● **AIM**
Find each line in the items below that contains the word "grassy", and copy those lines out.

━━━━━ GIVEN ENTRIES

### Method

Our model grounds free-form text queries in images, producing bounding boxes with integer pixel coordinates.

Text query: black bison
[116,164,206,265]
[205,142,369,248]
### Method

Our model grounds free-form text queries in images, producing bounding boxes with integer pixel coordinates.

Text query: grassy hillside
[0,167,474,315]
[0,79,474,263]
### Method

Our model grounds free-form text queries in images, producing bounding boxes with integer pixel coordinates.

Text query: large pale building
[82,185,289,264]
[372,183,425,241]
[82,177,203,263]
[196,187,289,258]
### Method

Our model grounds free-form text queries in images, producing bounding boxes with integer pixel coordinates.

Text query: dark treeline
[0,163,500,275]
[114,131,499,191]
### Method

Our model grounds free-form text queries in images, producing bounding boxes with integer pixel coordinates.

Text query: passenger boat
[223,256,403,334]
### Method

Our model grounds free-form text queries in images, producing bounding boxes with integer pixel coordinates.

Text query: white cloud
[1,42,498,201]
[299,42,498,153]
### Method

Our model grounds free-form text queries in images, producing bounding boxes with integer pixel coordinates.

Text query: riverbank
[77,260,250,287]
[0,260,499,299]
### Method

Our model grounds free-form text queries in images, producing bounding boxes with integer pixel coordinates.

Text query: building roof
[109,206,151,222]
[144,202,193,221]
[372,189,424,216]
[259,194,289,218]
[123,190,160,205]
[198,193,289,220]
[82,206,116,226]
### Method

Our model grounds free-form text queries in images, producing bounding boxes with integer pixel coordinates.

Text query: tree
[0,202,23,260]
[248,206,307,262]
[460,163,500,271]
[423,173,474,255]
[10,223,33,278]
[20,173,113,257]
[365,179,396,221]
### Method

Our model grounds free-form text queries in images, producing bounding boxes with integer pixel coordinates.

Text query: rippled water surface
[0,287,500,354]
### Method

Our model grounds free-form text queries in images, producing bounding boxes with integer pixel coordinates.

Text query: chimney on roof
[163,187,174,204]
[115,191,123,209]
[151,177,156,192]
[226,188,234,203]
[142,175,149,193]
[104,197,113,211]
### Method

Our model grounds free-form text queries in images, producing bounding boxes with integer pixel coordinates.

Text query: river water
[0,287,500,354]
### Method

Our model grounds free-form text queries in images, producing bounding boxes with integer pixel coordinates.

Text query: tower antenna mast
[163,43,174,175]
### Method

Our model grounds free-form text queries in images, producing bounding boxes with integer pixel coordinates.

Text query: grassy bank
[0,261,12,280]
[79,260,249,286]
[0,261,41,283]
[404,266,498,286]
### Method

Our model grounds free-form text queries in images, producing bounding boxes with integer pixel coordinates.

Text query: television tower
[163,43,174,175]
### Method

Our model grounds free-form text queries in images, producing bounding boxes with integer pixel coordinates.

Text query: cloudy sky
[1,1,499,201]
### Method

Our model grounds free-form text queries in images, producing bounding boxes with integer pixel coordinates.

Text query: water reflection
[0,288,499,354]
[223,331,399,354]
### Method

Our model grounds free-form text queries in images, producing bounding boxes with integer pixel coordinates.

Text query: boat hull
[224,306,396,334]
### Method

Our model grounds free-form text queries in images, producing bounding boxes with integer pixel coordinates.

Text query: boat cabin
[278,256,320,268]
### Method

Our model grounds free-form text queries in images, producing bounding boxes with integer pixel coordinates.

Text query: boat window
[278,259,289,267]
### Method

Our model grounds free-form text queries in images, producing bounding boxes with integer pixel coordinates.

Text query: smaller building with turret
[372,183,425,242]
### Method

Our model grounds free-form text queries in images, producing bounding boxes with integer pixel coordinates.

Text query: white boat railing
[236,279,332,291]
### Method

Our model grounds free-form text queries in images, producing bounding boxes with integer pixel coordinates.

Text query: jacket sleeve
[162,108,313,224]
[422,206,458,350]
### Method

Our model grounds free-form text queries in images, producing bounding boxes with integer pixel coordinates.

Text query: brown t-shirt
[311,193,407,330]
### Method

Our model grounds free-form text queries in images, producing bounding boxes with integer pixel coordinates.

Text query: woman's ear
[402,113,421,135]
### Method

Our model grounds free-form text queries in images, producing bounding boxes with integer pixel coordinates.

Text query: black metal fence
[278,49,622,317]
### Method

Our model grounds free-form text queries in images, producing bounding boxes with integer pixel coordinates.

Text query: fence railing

━━━━━━━━━━

● **FULL OUTPUT**
Text query: grassy hillside
Text query: grassy bank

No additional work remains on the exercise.